▸ Problem description
Could you extract the items word for word, starting with the very first line and going on through the line with "x=541, y=445", and leave the pictures out of your answer?

▸ Provided records
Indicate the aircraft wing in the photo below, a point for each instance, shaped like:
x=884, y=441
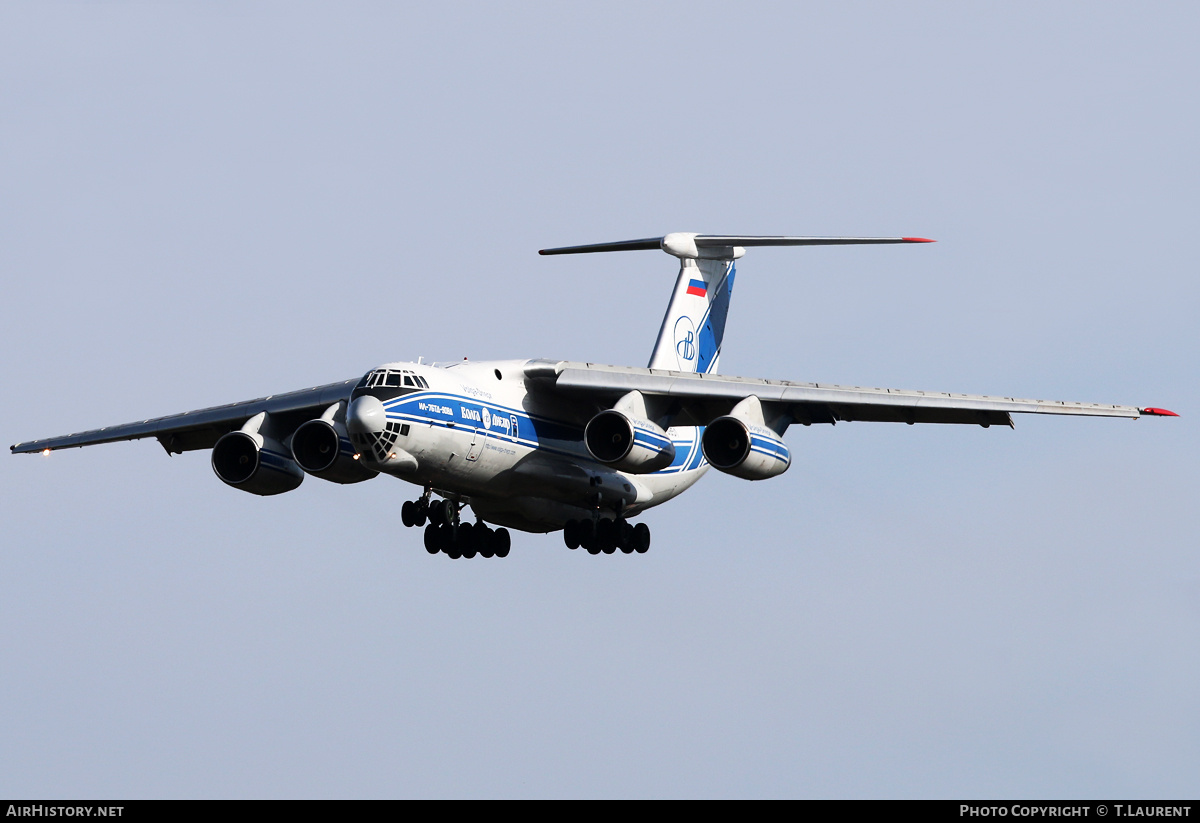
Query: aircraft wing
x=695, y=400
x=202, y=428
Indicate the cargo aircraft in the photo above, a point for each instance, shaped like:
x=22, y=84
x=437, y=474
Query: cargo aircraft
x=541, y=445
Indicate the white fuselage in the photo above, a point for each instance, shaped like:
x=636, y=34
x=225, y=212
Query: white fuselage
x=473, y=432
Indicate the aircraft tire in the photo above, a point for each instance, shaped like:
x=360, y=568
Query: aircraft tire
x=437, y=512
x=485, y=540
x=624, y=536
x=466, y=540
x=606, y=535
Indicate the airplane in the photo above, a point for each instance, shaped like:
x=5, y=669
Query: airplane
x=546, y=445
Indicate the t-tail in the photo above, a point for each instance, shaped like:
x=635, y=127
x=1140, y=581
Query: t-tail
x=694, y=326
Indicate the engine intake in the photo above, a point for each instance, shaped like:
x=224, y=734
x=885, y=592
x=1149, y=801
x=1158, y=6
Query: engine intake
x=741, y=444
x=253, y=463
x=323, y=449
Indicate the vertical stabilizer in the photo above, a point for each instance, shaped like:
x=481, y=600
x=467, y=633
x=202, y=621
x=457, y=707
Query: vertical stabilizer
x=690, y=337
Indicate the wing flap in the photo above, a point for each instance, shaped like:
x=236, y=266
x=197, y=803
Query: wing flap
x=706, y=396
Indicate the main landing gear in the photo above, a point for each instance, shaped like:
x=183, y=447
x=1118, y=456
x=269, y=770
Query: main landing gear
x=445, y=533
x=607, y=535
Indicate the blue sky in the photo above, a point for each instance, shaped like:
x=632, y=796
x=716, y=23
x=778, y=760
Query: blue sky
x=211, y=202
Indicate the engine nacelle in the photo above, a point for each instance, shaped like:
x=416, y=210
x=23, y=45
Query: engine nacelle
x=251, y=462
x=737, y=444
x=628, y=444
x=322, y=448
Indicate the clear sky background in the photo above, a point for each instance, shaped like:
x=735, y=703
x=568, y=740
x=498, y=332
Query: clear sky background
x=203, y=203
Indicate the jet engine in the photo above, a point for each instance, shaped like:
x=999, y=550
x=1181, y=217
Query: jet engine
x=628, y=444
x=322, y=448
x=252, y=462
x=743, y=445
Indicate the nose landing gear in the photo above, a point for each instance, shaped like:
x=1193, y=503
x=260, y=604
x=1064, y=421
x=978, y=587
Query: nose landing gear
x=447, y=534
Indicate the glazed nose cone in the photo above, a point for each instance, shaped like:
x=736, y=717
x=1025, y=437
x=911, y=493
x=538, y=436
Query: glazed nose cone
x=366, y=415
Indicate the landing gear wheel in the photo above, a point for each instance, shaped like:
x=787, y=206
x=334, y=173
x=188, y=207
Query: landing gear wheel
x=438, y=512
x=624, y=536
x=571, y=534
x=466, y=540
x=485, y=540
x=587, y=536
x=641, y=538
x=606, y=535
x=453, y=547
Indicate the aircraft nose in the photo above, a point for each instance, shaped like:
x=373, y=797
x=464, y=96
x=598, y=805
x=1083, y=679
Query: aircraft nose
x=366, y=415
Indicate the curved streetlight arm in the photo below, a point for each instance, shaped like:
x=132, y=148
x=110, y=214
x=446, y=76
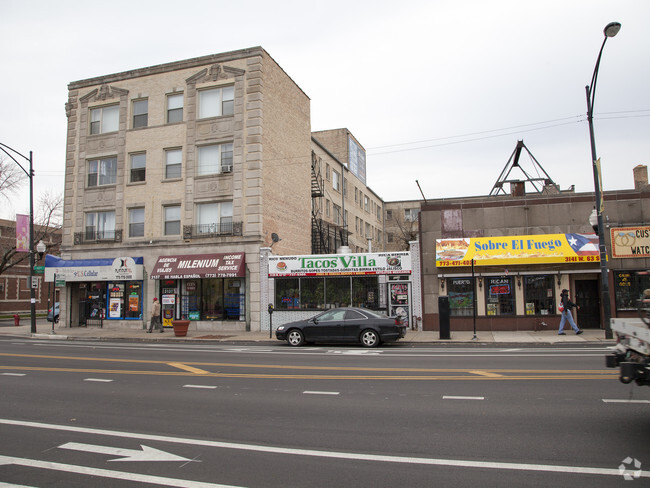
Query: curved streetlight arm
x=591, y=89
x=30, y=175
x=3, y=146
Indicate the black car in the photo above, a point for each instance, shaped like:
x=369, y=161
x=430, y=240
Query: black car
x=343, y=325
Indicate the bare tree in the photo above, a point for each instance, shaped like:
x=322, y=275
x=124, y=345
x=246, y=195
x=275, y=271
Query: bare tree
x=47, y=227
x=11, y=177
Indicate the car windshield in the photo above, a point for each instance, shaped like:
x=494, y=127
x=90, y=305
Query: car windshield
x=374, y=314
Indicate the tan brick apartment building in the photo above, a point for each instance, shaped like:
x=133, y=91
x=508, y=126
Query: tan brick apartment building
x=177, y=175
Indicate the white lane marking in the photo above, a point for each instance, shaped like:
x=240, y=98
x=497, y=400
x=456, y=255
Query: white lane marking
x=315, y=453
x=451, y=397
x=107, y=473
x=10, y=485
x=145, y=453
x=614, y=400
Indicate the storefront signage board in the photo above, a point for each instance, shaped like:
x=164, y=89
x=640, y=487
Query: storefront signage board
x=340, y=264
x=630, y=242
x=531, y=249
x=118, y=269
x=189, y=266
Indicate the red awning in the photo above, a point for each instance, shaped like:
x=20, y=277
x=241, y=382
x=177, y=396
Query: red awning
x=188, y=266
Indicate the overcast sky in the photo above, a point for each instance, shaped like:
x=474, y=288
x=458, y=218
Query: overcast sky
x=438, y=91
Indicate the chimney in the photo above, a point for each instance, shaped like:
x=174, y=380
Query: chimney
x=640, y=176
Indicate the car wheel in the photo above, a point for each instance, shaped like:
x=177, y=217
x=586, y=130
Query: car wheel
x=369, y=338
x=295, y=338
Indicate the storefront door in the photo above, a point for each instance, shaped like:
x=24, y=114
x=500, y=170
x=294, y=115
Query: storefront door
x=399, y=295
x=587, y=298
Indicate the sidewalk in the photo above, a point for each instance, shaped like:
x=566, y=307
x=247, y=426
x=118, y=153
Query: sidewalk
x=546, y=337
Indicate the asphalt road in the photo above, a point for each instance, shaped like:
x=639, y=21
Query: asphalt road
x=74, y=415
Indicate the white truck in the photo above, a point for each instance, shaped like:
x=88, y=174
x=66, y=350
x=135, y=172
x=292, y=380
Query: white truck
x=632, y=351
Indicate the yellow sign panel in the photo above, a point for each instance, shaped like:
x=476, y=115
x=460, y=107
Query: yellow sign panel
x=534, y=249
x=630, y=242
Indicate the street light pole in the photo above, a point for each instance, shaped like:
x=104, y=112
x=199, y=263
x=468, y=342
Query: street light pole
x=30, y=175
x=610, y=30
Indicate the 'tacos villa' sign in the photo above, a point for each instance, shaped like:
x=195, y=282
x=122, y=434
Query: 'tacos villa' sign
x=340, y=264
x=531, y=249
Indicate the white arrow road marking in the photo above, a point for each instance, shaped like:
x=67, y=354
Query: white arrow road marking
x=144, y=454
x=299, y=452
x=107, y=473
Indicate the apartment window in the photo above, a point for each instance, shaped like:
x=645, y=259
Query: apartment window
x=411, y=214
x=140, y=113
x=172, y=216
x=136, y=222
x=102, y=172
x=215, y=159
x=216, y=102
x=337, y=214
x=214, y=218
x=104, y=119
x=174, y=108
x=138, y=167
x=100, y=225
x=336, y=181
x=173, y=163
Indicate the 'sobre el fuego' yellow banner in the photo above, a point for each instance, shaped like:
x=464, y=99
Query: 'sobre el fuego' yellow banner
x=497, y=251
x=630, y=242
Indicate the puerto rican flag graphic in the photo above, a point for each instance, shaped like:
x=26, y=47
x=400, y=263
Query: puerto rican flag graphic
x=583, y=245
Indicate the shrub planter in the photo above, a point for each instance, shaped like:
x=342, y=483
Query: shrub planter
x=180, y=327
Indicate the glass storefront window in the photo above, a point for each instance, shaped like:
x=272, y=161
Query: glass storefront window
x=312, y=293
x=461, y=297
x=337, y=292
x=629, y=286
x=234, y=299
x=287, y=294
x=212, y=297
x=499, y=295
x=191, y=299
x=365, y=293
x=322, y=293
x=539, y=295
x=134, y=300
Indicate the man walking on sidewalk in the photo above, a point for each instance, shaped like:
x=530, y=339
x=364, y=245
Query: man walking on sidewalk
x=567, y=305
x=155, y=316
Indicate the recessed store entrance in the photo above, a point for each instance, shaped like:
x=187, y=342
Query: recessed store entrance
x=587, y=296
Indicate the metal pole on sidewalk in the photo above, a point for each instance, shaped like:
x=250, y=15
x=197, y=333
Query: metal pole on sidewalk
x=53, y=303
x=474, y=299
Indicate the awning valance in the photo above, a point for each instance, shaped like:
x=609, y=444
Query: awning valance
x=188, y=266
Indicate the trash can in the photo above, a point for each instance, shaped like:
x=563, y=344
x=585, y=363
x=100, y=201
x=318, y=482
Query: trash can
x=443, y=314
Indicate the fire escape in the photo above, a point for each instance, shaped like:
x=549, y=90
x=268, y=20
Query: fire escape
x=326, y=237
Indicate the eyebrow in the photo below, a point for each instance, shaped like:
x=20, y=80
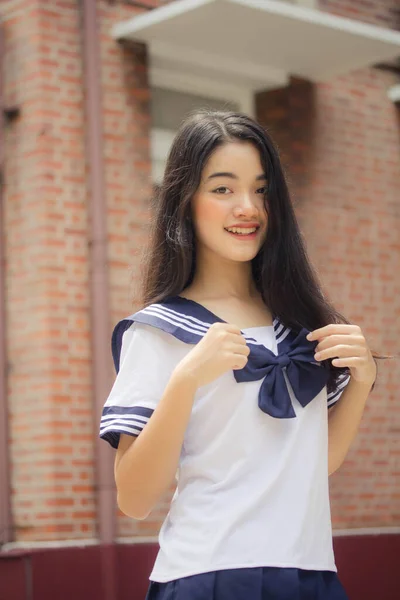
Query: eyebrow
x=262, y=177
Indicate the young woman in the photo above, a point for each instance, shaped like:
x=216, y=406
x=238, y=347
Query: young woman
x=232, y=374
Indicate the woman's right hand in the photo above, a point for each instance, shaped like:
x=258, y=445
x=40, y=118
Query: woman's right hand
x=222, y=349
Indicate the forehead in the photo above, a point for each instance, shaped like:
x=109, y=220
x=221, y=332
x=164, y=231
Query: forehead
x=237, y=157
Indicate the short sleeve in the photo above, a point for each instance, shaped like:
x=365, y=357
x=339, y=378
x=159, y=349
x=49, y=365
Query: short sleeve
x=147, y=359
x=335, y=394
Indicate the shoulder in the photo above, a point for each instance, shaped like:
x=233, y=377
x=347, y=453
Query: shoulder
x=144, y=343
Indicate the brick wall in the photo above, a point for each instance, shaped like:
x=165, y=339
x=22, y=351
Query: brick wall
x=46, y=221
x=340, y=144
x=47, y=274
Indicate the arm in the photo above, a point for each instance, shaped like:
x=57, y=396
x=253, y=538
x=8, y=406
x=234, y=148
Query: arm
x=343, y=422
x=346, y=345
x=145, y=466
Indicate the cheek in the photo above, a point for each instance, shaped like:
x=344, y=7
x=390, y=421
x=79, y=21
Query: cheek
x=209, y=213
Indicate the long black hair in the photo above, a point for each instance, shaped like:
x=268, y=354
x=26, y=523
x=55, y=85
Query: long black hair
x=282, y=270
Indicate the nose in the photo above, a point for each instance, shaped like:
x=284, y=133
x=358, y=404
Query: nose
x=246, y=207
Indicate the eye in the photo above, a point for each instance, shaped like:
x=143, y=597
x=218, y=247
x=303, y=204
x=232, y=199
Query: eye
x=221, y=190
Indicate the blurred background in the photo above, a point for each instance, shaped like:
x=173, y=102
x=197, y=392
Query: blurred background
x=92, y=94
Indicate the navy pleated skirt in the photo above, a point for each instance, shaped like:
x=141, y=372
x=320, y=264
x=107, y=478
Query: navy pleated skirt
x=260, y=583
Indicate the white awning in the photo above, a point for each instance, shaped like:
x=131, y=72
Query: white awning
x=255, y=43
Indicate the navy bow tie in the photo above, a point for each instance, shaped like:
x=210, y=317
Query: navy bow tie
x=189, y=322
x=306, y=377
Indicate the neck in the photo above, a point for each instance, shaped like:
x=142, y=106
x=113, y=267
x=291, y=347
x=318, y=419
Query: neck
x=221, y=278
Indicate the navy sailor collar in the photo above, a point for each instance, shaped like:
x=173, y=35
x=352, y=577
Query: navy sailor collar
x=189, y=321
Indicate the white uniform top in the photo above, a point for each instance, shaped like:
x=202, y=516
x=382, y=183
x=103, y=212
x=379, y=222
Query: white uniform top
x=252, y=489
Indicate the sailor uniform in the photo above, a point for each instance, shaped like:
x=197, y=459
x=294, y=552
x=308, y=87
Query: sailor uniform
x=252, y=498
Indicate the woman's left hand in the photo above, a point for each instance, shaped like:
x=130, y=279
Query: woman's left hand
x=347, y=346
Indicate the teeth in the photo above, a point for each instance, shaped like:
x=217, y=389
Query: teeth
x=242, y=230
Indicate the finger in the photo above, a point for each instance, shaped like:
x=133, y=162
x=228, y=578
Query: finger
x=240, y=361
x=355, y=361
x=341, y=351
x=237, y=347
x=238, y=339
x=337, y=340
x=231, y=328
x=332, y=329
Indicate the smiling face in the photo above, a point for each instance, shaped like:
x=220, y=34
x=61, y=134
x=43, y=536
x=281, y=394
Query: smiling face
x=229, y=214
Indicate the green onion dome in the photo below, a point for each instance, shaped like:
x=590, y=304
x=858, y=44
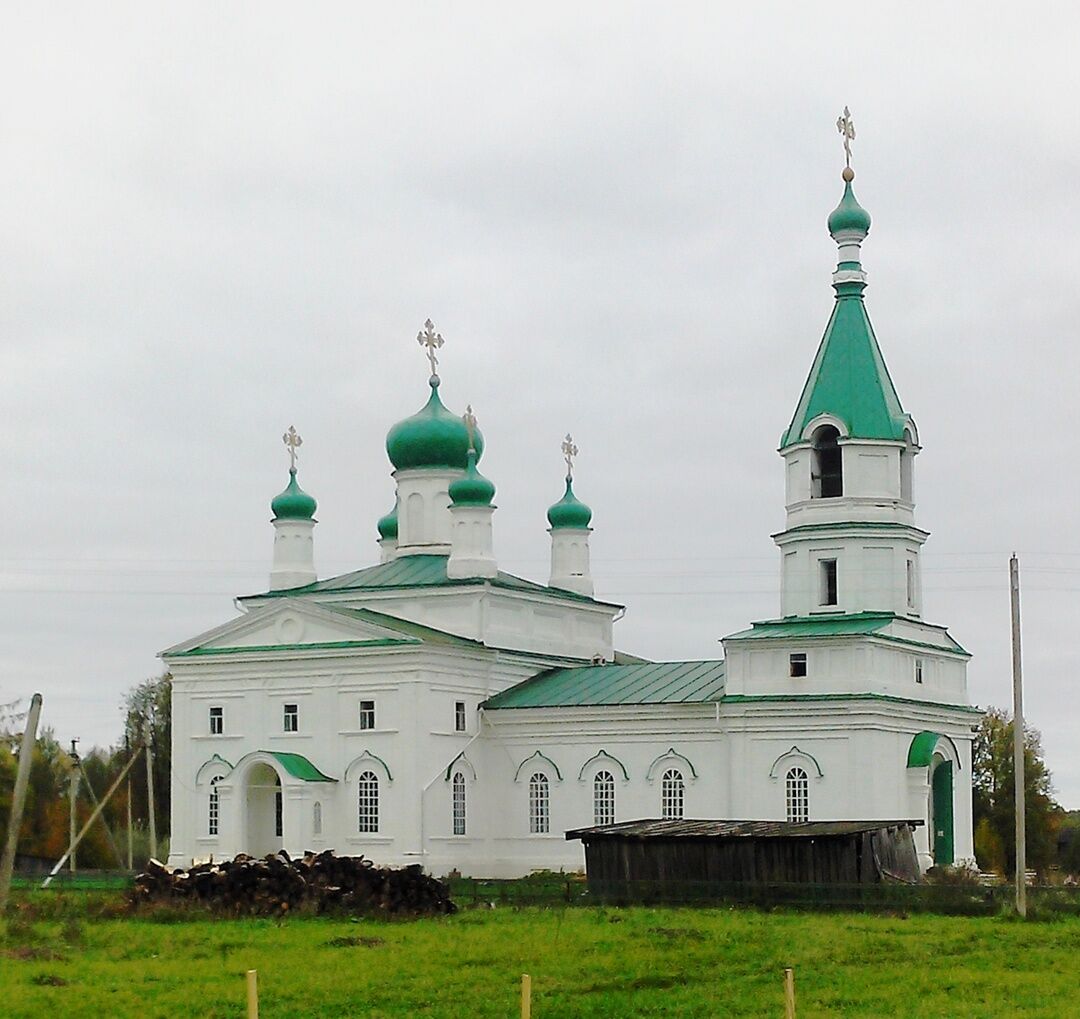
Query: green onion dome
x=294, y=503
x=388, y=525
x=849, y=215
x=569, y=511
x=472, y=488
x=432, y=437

▸ Written answer
Indicate the aircraft wing in the photo below, a point for each instance, shaped like:
x=884, y=441
Query: aircraft wing
x=695, y=400
x=202, y=428
Indicate the cargo aircraft in the photo above, a point for each instance, shaped like:
x=22, y=84
x=437, y=474
Query: cargo aircraft
x=541, y=445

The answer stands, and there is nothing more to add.